Begin Material for this task

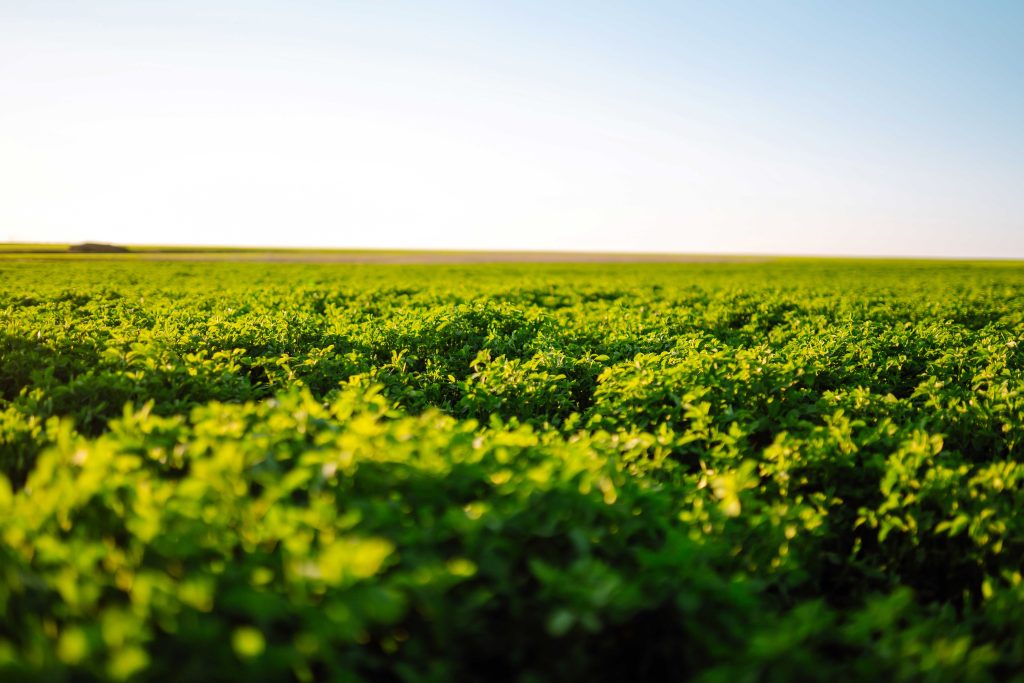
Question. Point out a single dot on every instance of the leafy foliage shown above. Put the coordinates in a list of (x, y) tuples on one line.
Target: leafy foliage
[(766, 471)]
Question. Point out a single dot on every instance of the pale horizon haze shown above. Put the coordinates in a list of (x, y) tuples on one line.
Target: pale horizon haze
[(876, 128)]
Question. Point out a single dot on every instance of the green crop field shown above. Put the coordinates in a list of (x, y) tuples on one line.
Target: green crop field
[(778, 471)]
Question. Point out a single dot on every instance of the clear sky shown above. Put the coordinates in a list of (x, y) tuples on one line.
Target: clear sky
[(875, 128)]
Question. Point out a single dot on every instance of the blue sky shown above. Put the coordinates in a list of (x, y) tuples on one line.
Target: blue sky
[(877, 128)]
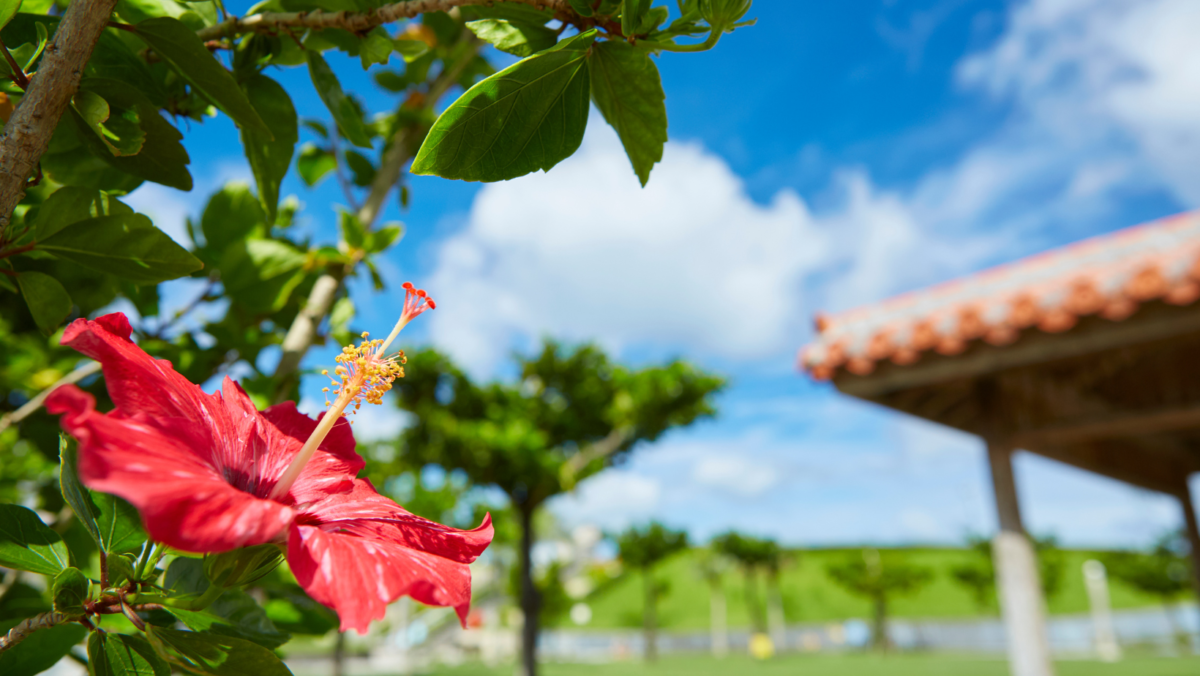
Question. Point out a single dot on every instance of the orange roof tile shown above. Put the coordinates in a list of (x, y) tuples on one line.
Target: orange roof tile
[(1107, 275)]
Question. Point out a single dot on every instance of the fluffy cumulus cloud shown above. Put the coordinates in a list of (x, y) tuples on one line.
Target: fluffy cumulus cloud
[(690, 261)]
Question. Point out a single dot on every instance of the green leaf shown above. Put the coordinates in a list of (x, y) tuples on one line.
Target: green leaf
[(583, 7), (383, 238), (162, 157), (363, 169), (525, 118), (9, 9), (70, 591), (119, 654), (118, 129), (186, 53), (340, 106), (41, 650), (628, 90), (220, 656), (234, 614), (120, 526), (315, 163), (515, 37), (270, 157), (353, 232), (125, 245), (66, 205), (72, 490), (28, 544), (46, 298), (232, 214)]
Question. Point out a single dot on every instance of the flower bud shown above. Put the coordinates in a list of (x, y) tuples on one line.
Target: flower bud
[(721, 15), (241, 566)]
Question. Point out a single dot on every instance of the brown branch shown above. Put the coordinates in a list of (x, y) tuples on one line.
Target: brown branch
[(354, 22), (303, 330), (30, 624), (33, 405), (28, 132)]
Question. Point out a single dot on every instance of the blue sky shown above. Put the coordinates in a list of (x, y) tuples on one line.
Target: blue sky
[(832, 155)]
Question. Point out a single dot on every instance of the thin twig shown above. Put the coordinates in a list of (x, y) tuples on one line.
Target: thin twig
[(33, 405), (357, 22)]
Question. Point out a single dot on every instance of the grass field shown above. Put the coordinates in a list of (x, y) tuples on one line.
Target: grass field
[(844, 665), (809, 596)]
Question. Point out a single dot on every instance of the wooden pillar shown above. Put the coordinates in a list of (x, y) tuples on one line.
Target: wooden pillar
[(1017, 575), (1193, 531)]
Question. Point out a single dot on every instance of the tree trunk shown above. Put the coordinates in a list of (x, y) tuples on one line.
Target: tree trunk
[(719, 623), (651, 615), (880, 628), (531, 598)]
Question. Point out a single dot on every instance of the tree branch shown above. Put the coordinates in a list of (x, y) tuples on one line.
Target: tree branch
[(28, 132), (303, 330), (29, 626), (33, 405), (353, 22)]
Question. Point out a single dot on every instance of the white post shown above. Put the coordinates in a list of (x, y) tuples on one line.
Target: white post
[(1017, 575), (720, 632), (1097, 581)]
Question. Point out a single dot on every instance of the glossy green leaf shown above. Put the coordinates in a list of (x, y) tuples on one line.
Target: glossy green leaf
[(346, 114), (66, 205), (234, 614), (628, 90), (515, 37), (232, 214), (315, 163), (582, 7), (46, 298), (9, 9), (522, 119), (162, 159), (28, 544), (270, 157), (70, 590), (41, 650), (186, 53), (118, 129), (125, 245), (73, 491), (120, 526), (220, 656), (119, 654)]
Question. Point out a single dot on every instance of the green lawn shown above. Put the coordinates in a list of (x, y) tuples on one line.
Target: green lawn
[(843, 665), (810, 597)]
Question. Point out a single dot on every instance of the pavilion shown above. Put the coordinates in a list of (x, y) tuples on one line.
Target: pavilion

End Material for this task

What you will do => Copy out the entries from the line containing "the green leaf" through the line containing "[(33, 405), (357, 22)]", both included, substituting "dark branch" for "brown branch" and keeping all other text the same.

The answer =>
Question. Point out a single dot on every instance of the green leaf shown above. Put the coordinates in a list of (x, y) tuples on one line.
Target: green leaf
[(583, 7), (383, 238), (162, 157), (363, 169), (525, 118), (9, 9), (70, 591), (119, 654), (118, 129), (186, 53), (340, 106), (41, 650), (628, 90), (220, 656), (234, 614), (120, 526), (315, 163), (515, 37), (270, 157), (353, 232), (125, 245), (66, 205), (72, 490), (28, 544), (46, 298), (232, 214)]
Question. Point out a single dot on every instance of the flower bud shown above. Put the coordinates in a list of (x, y) tuples on one line.
Target: flower bud
[(721, 15), (241, 566)]
Question. Point out a single dot on every instance of the dark branch shown above. Put the coordinates in a list of (x, y) tuples on one line.
Target: dark branch
[(354, 22), (303, 330), (30, 624), (33, 405), (28, 132)]
Question. Point out a single dot on every instance of the blue sky shown above. Put the coordinates in a list of (x, y) tuples on one line.
Target: blue sky
[(832, 155)]
Question. Point out a single dot on every instance of the thin twig shown above. Put the coordinates in a list of (x, y) tuples on one line.
Target: thin twig
[(33, 405), (357, 22)]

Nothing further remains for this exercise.